> **Problems and tasks**:
(A) In the RAG chatbot case study, rewrite the paragraph beginning "Each tenant gets a dedicated Qdrant collection" as a short bulleted list that keeps its main facts.
(B) Transcribe part of the RAG chatbot case study word for word, starting at the words "What Made This" and stopping after "the retrieved context.".
(C) Write the next part of the RAG chatbot case study, picking up after its last sentence.

> **Page extract**:
BEGIN
Multi-Tenant RAG Chatbot
Designed and shipped a production RAG chatbot serving 500+ enterprise WMS clients. Faithfulness from 0.67 to 0.91. Unsupported claim rate below 4%.
The Problem
Softeon’s WMS platform serves 500+ enterprise clients — each with their own configuration, workflows, and documentation. Clients were raising support tickets for questions already answered in their own documentation. The support load was high, and the answers were sitting in docs nobody could search effectively.
The ask: a chatbot that answers WMS questions accurately, in natural language, across all clients simultaneously.
The constraint that shaped everything: data isolation. Enterprise clients could not have their data bleed into each other’s answers under any circumstances — contractual, legal, and trust reasons.
What Made This Hard
Most RAG tutorials show you a single-tenant setup. Multi-tenancy breaks almost every default assumption:
- Metadata filtering (the obvious approach) was ruled out early. At scale, a misconfigured filter or an edge case in the query router means one client’s data shows up in another’s response. The failure mode is silent and catastrophic.
- Faithfulness was our core quality metric, and the baseline was poor — 0.67 on initial RAGAS evaluation. The chatbot was generating plausible-sounding answers that weren’t grounded in the retrieved context.
- Retrieval quality varied wildly across document types. Structured WMS config docs, free-text user guides, and FAQ pages all needed different treatment.
Key Decisions
Tenant isolation at the vector DB layer, not the query layer
Each tenant gets a dedicated Qdrant collection. The isolation guarantee is architectural — a query for Tenant A physically cannot reach Tenant B’s collection. No filter logic, no routing logic, no edge cases. The tradeoff is higher storage overhead and more collection management complexity. We accepted that.
END
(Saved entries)
BEGIN
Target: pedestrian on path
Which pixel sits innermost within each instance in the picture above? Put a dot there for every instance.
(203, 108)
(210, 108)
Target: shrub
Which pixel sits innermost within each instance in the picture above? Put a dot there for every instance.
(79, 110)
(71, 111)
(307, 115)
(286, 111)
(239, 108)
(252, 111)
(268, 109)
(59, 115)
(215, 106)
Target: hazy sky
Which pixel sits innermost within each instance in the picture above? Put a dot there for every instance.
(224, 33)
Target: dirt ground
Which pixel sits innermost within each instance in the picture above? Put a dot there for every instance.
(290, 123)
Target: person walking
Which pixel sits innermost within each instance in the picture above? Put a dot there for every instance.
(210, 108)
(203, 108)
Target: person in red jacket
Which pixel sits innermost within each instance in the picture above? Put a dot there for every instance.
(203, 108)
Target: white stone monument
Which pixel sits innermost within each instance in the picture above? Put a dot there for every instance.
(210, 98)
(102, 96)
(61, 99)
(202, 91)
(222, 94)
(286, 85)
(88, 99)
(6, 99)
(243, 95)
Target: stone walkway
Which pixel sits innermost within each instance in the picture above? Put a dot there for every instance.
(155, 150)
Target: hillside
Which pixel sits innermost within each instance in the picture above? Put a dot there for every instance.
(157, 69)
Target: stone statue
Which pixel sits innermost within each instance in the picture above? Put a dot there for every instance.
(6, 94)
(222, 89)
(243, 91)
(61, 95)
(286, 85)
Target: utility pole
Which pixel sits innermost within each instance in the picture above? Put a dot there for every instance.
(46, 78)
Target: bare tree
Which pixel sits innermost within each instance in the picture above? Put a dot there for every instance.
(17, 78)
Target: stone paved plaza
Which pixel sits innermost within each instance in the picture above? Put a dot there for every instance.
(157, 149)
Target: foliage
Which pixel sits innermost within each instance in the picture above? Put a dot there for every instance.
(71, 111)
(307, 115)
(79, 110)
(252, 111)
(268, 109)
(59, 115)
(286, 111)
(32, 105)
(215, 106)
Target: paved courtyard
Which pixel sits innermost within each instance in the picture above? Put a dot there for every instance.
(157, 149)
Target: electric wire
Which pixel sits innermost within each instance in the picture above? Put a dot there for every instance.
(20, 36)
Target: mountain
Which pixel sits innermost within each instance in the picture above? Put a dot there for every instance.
END
> **Numbered answers**:
(A)
- Every tenant has its own dedicated Qdrant collection.
- The isolation is architectural: a query for Tenant A physically cannot reach Tenant B's collection.
- No filter logic, routing logic or edge cases are involved.
- The tradeoff is higher storage overhead and more complex collection management, which the team accepted.

(B)
What Made This Hard
Most RAG tutorials show you a single-tenant setup. Multi-tenancy breaks almost every default assumption:
- Metadata filtering (the obvious approach) was ruled out early. At scale, a misconfigured filter or an edge case in the query router means one client’s data shows up in another’s response. The failure mode is silent and catastrophic.
- Faithfulness was our core quality metric, and the baseline was poor — 0.67 on initial RAGAS evaluation. The chatbot was generating plausible-sounding answers that weren’t grounded in the retrieved context.

(C)
Hybrid retrieval + cross-encoder reranking
Dense-only retrieval missed exact WMS terminology (module names, config keys, workflow codes). BM25 alone missed semantic intent. We ran both, merged results with Reciprocal Rank Fusion, then passed the top candidates through a cross-encoder reranker for final scoring. More latency than dense-only, but precision improved significantly on domain-specific queries.
Faithfulness as a deployment gate
We tracked RAGAS faithfulness in CI. Below threshold = no deploy. This forced us to diagnose retrieval failures systematically rather than ship and hope. Most faithfulness failures traced back to chunk boundaries cutting off context mid-sentence — fixed by switching to a semantics-aware chunking strategy.
Results
| Metric | Before | After |
|---|---|---|
| RAGAS Faithfulness | 0.67 | 0.91 |
| Unsupported claim rate | ~18% | < 4% |
| Tenants served | — | 500+ enterprise |
What I’d Do Differently
The cross-encoder reranking added latency that occasionally caused timeouts under load. In hindsight, I’d introduce async reranking with a fallback to dense-only results rather than making reranking synchronous on the critical path. It would have made the P99 latency more predictable.
Built at Softeon. Source code is proprietary.